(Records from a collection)
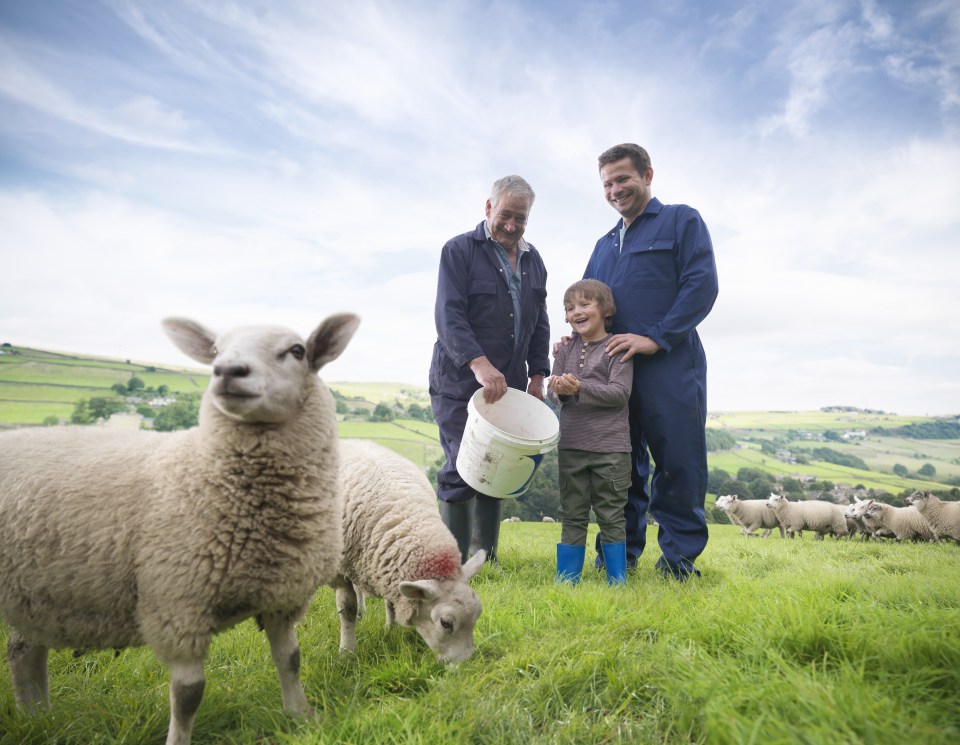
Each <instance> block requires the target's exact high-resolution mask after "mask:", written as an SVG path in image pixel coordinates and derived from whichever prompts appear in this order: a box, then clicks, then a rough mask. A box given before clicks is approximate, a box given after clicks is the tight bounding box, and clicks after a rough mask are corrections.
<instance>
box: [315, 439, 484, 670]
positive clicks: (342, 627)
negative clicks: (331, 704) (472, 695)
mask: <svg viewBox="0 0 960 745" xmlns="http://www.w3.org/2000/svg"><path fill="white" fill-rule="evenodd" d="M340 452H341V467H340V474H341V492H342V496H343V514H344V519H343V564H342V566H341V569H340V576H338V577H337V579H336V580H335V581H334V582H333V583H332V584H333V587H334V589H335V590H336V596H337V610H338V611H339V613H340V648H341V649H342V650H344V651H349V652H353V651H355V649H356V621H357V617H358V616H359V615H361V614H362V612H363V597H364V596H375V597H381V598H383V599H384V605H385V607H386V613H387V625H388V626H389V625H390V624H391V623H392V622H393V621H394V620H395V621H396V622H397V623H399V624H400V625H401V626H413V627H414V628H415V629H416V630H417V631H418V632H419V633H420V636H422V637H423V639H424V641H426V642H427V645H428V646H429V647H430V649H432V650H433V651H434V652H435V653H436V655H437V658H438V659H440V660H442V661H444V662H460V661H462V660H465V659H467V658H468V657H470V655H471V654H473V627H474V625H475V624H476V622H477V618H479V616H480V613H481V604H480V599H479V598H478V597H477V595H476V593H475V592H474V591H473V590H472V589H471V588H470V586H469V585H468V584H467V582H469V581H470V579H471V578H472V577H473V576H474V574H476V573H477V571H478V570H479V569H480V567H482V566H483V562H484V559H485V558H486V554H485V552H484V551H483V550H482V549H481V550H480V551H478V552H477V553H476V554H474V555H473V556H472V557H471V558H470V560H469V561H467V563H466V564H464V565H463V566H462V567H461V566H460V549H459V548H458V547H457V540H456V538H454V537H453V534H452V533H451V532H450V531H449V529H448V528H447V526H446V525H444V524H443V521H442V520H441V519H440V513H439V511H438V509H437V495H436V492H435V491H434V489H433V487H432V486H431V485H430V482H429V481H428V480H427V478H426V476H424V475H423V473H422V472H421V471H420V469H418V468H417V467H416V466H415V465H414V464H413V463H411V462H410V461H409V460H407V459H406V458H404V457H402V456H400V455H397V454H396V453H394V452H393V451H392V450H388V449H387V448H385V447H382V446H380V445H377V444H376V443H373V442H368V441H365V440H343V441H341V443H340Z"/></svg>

==

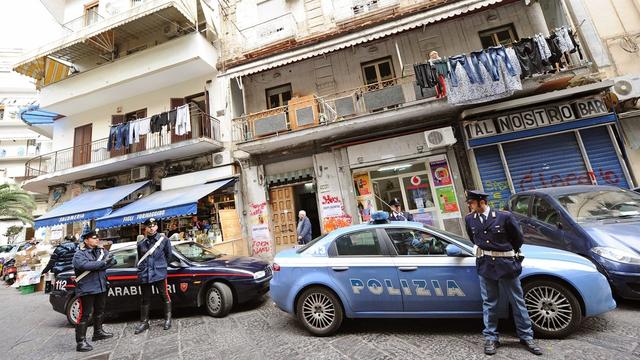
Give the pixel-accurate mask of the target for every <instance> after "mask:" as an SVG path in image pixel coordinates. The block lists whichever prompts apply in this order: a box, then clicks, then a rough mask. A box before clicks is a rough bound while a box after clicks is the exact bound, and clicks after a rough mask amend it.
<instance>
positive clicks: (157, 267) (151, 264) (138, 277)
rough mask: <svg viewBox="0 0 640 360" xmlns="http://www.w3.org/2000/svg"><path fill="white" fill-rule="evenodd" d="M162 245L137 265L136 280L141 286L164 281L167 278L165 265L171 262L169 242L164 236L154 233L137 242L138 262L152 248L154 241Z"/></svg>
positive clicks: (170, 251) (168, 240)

#### The problem:
Collect every line of the records that contains the string "positive". Case counts.

#### Exercise result:
positive clicks: (342, 627)
positive clicks: (157, 267) (151, 264) (138, 277)
positive clicks: (170, 251) (168, 240)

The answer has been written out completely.